SET PROBLEM: Only the lines from the one with "pedestal in the photo above." onward are wanted, through the last line of the entries, set down exactly.

MATERIAL FOR THIS EXERCISE:

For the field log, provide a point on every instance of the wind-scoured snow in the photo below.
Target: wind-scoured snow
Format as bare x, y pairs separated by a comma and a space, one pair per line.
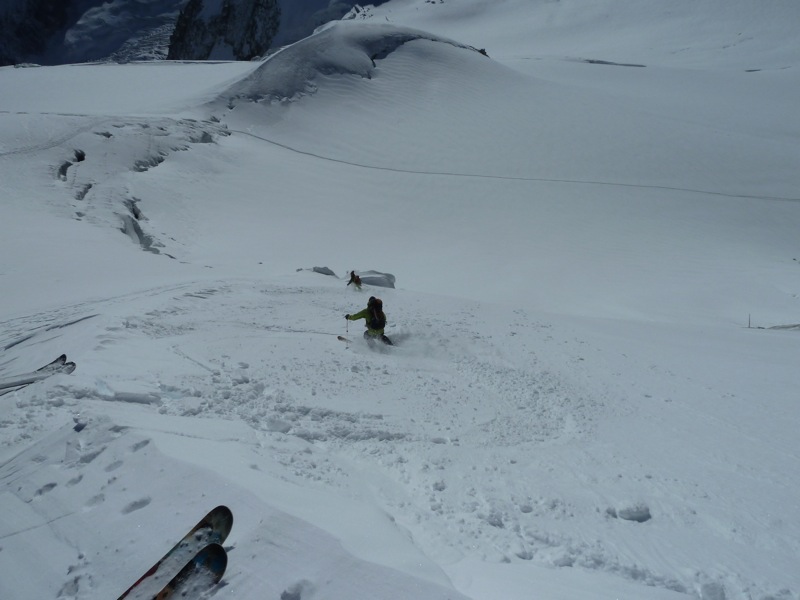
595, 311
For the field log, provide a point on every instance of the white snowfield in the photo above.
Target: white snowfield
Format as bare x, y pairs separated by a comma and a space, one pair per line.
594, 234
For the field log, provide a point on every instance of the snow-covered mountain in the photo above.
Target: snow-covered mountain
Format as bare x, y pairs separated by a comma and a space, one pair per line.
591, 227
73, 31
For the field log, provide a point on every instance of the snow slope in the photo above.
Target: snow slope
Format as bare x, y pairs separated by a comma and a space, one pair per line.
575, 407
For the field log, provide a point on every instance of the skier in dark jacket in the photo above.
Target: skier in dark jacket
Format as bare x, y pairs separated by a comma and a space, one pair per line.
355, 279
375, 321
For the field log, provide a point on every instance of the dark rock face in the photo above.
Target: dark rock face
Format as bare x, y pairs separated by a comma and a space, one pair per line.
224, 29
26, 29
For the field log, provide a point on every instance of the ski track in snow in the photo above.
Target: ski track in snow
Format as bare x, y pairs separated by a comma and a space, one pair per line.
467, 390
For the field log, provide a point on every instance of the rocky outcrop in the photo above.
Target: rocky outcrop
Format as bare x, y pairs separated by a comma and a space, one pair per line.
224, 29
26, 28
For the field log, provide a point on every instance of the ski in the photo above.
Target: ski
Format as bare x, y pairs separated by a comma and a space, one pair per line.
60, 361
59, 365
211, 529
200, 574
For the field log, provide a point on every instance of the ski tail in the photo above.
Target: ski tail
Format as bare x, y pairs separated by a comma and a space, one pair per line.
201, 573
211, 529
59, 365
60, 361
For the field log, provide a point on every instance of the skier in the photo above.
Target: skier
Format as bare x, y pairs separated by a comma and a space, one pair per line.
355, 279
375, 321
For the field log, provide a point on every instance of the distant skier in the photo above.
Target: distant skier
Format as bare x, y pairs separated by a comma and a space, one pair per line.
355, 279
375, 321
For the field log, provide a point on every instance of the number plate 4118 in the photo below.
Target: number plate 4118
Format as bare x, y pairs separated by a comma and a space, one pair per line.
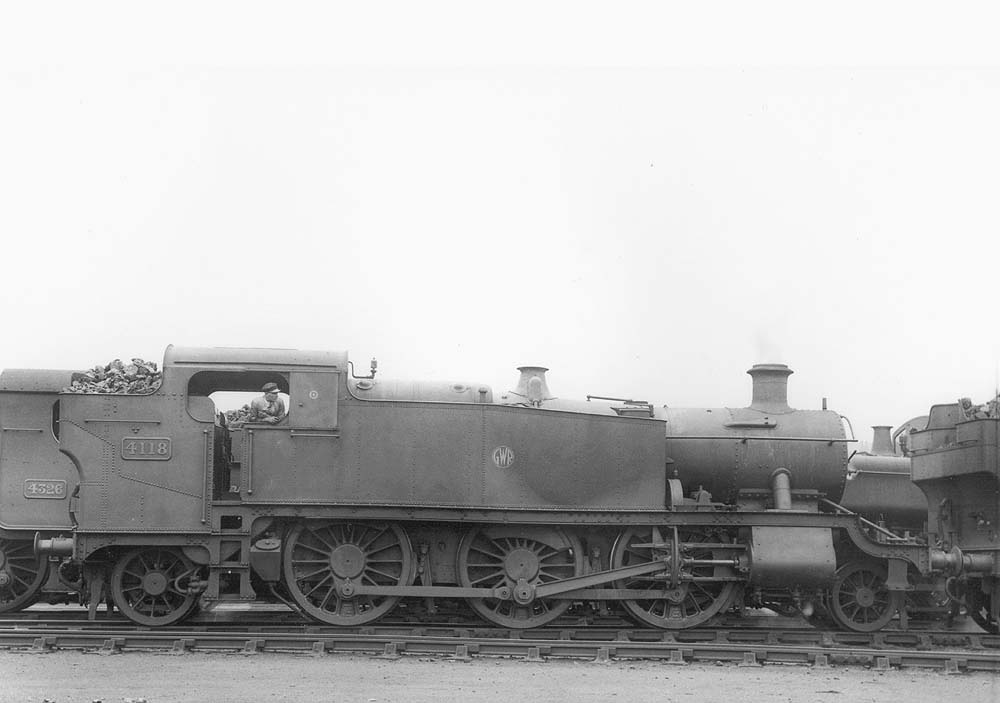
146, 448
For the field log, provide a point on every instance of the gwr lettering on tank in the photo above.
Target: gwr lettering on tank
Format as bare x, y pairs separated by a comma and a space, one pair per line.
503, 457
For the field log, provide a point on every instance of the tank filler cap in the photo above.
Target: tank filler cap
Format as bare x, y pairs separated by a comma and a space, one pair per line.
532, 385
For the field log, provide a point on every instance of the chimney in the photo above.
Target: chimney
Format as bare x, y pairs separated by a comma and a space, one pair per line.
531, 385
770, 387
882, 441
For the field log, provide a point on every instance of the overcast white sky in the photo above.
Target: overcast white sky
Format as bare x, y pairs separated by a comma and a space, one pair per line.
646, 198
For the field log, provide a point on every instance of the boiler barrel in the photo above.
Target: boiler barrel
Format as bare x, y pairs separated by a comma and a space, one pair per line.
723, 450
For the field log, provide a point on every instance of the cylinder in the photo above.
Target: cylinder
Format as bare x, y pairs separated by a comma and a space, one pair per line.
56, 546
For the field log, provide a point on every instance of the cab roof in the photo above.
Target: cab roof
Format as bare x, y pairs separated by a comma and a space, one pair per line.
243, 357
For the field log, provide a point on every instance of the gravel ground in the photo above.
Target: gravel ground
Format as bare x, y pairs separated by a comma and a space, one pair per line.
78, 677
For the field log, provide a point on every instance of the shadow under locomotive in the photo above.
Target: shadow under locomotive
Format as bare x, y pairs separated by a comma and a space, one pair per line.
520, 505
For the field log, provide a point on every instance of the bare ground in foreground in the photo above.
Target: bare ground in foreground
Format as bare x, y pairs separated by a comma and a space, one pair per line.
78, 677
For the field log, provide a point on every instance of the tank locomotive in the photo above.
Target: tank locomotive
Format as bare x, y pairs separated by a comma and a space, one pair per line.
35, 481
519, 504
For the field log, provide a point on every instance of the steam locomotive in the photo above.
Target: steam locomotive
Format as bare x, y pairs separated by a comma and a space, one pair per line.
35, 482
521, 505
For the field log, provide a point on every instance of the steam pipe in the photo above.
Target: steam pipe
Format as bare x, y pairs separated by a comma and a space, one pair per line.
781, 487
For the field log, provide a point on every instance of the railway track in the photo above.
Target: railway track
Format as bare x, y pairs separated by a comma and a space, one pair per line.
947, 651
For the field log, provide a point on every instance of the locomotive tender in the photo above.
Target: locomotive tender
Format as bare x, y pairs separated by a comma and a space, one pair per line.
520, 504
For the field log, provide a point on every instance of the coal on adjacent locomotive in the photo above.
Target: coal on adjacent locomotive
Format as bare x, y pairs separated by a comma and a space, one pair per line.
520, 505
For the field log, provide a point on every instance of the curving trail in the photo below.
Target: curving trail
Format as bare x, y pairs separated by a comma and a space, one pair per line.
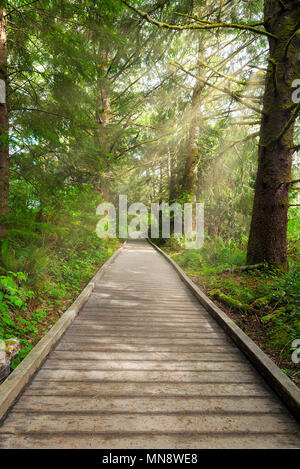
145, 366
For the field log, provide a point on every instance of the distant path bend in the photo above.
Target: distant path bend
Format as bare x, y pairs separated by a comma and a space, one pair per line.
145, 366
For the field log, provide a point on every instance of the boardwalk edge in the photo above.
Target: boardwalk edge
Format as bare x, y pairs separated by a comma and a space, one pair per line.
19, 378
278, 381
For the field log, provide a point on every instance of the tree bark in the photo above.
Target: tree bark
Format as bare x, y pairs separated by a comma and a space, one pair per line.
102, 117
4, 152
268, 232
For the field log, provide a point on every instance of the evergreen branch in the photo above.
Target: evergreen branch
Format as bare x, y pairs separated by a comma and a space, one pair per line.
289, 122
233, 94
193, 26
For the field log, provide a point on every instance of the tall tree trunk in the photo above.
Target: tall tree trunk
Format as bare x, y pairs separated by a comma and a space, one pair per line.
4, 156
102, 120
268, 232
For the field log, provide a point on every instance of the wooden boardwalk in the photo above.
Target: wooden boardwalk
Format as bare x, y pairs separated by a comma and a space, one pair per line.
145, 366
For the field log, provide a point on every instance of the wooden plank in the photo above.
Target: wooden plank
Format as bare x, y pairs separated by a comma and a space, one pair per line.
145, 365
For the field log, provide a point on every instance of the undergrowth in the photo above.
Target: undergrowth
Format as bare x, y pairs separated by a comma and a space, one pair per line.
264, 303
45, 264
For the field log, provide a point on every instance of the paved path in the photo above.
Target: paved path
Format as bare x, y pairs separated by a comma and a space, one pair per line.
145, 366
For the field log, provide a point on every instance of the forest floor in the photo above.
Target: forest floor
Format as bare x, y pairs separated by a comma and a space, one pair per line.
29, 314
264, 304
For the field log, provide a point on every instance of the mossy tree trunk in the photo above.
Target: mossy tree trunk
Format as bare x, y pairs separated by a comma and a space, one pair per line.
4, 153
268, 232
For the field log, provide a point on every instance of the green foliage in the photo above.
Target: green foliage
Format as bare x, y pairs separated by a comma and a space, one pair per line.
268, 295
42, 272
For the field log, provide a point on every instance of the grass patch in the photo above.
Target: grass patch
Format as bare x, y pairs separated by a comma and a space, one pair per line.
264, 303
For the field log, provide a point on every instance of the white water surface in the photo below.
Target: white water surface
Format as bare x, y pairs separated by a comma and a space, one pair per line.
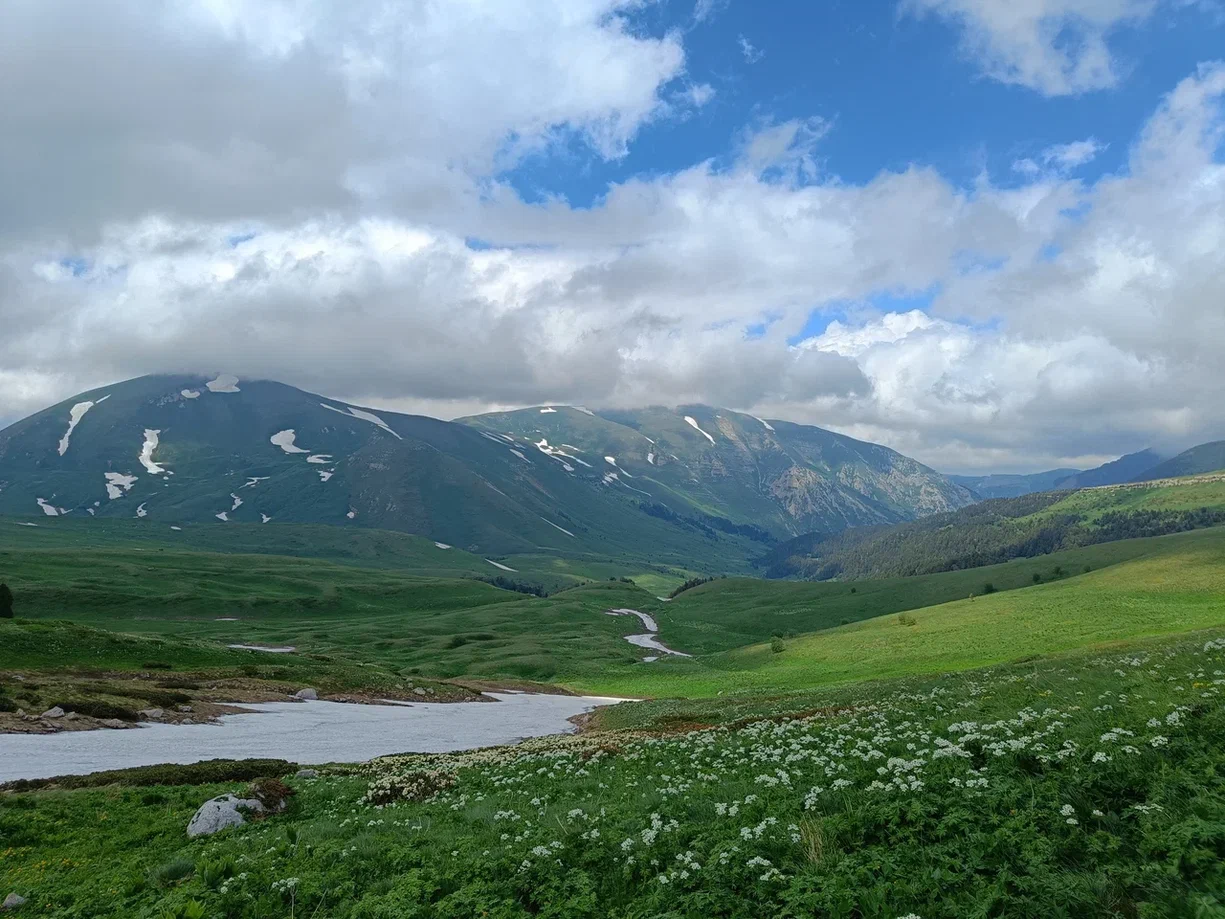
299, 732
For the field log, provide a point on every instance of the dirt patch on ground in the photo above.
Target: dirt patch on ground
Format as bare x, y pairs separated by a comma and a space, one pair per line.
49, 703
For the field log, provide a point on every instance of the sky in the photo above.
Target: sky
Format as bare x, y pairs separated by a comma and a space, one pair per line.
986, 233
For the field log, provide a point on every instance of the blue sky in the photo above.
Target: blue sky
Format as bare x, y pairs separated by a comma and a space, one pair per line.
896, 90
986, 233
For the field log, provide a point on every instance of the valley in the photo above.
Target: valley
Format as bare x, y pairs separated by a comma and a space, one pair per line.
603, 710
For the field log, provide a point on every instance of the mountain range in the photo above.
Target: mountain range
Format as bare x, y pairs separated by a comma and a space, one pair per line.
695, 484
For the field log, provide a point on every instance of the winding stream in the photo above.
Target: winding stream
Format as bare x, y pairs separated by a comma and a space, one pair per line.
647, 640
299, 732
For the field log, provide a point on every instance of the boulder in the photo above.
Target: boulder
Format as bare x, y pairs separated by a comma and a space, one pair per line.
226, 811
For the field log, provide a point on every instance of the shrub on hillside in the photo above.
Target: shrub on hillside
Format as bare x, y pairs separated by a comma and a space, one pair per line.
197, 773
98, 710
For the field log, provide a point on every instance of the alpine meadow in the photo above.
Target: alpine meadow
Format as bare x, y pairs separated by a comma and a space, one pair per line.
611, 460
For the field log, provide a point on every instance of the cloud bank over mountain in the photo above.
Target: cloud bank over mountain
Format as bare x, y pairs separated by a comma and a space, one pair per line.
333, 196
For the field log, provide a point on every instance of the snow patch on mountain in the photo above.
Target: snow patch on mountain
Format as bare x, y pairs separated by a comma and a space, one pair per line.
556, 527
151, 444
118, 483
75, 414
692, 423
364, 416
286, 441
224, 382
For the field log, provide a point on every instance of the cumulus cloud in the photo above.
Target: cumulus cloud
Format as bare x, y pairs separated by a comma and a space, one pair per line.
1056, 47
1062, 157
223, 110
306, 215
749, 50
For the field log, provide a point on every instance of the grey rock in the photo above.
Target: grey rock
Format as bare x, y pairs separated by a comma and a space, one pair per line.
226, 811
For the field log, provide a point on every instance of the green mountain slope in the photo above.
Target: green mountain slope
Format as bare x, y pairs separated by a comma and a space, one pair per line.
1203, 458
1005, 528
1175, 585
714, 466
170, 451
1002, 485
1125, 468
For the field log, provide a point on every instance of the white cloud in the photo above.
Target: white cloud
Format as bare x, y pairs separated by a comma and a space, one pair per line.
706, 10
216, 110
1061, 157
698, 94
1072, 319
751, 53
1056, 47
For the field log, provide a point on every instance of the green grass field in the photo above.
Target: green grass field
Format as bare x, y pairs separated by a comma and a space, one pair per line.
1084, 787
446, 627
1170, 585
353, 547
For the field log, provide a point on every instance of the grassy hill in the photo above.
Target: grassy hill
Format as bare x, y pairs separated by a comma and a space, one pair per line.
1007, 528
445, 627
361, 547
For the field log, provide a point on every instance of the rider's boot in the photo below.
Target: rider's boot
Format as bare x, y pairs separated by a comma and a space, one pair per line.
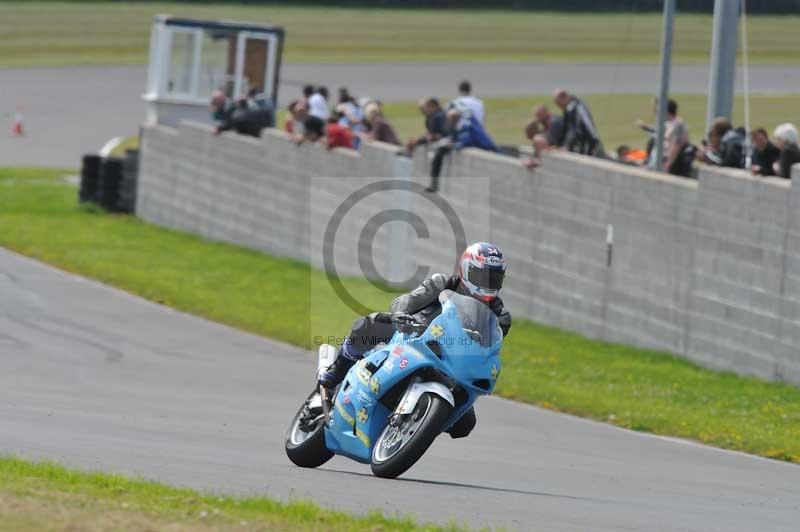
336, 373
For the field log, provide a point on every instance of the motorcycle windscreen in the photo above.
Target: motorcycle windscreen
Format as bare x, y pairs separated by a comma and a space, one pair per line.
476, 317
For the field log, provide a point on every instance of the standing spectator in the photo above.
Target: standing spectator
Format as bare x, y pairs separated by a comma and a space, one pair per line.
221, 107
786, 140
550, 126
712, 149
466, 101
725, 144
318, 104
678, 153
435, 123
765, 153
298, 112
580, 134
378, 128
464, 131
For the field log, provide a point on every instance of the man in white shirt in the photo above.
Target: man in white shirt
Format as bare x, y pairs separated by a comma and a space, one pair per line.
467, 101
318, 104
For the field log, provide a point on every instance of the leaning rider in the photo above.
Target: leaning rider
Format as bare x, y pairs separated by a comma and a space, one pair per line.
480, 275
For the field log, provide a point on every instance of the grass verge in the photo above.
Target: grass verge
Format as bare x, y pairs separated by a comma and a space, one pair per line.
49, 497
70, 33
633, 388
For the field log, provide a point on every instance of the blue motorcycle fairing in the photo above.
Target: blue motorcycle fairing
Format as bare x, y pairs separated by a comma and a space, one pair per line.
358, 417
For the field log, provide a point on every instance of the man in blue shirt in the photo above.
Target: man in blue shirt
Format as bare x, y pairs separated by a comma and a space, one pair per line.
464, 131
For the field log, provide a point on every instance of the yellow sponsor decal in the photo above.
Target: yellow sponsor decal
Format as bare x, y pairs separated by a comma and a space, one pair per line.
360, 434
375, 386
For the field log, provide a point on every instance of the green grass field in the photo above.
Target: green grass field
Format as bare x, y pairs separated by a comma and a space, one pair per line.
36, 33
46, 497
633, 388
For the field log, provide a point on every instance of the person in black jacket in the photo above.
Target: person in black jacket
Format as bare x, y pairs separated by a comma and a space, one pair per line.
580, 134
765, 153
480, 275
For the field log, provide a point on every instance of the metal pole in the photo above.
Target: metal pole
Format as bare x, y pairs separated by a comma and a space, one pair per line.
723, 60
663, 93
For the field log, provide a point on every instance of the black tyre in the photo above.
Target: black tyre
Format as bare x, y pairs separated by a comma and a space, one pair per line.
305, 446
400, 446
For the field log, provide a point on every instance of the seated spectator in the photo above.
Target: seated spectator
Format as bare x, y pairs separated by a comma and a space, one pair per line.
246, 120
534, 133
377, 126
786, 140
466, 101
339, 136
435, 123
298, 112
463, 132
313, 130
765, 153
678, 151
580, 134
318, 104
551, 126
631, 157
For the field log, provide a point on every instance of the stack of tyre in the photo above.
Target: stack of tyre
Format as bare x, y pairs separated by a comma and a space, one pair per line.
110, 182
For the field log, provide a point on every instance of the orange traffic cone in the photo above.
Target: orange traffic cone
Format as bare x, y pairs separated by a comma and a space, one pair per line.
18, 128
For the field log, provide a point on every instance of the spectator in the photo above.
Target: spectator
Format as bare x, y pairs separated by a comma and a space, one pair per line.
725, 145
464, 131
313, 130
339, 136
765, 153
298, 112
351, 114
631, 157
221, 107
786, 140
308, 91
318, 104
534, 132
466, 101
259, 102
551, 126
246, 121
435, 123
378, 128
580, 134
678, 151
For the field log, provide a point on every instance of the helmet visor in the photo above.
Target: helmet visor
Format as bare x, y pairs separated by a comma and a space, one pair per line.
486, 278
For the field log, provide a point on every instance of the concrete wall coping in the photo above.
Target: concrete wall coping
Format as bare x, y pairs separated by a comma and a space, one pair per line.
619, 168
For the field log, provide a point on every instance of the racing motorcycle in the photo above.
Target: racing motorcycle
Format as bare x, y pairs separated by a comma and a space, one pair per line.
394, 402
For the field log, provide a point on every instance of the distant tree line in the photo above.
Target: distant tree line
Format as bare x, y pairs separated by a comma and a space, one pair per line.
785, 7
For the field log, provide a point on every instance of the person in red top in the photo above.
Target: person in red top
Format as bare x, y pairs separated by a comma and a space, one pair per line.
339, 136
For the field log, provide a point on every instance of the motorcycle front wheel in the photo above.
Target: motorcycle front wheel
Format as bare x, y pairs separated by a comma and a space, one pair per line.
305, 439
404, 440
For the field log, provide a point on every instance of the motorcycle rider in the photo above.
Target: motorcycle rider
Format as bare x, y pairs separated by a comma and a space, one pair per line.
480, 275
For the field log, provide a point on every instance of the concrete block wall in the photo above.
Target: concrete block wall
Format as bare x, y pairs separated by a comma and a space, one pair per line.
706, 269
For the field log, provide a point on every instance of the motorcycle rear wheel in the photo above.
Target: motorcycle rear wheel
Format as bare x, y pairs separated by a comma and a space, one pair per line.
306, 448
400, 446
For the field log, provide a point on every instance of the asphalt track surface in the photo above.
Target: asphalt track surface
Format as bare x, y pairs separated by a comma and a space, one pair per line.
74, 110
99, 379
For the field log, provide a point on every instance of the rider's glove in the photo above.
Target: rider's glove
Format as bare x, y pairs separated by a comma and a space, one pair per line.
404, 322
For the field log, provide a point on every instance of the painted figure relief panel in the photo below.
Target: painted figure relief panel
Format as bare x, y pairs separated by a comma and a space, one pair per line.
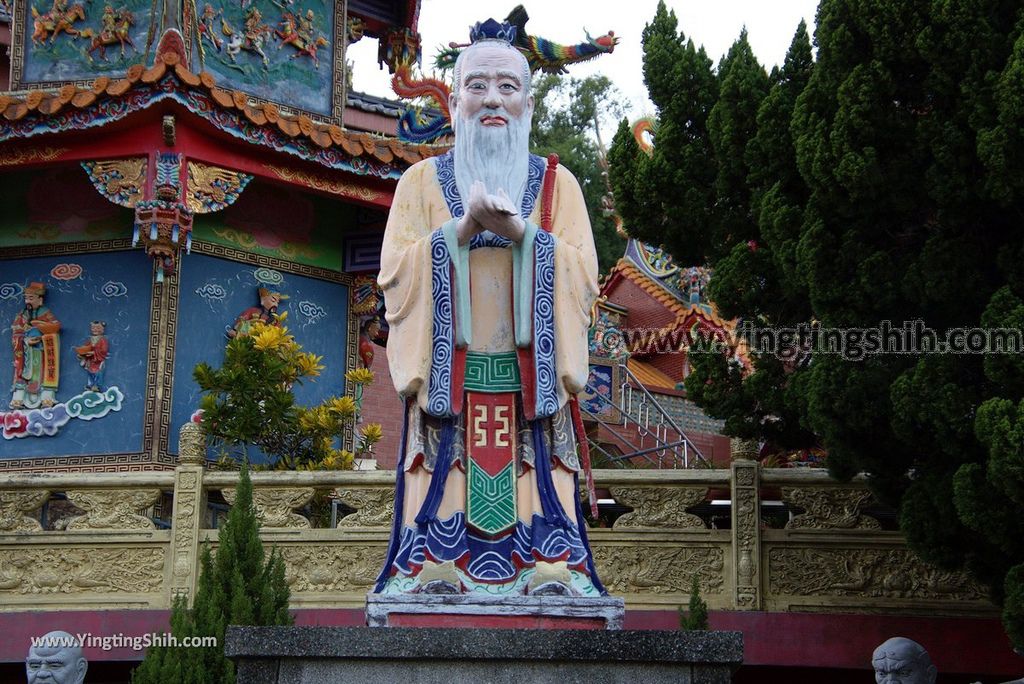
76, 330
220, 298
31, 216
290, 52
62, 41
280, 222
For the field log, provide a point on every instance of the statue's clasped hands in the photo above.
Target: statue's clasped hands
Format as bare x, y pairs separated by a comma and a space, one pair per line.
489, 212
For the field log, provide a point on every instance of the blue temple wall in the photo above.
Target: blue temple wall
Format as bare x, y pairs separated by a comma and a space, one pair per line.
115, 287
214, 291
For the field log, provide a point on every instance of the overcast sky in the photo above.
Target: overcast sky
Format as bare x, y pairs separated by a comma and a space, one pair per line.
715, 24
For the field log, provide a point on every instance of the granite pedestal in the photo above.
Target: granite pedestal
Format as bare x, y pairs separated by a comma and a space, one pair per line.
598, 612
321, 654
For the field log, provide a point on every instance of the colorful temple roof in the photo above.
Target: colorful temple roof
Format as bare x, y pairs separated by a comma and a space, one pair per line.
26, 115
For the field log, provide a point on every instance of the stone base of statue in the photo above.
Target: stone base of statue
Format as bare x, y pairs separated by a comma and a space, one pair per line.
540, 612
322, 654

OUTPUT OF THE EXERCISE:
For the field log, provide a point on every instance of the granite pedestal in the photo above.
Target: granite pedestal
Format as bare x, y pairs separated by a comma and a space, one pair per line.
598, 612
321, 654
For the field log, provide a point on every instance of the colorful temple roof in the photo above.
Target: colorful temple roof
Format as bare x, y pairs separated by a comma and a space, one pair per line.
26, 115
For the field log, provide a point on every instance of the stone base of statue in the photo above.
Target: stone base of statue
Format as bare x, y pairs separated by a comma and a space, one pair per line.
540, 612
322, 654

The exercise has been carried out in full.